[Opening Material for this exercise section]
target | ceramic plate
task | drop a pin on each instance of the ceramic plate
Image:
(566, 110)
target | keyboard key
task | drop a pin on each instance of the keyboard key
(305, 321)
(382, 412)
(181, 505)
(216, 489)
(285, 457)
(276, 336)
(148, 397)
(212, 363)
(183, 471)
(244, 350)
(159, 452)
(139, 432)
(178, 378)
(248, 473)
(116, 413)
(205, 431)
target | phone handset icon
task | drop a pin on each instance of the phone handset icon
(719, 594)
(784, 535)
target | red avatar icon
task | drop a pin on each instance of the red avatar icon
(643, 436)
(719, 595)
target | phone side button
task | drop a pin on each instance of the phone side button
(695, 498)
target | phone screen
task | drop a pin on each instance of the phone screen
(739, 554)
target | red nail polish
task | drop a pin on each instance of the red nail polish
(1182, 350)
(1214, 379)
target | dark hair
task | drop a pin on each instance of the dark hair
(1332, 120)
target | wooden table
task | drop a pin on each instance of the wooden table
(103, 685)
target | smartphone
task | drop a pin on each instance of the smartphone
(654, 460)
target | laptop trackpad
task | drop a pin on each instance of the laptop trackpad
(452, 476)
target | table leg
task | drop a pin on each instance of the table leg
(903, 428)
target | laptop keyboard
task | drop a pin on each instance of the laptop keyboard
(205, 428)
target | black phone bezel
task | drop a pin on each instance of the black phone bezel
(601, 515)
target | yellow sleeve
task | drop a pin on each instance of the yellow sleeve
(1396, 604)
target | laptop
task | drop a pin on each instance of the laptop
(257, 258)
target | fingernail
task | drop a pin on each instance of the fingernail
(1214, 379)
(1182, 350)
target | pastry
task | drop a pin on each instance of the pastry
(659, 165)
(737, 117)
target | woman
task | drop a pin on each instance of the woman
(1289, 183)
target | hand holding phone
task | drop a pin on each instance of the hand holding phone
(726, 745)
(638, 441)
[Closing Material for this exercise section]
> Work required
Go through the data and show each line that holds "ceramic".

> Problem solution
target | ceramic plate
task | drop a pin on each instance of the ceramic plate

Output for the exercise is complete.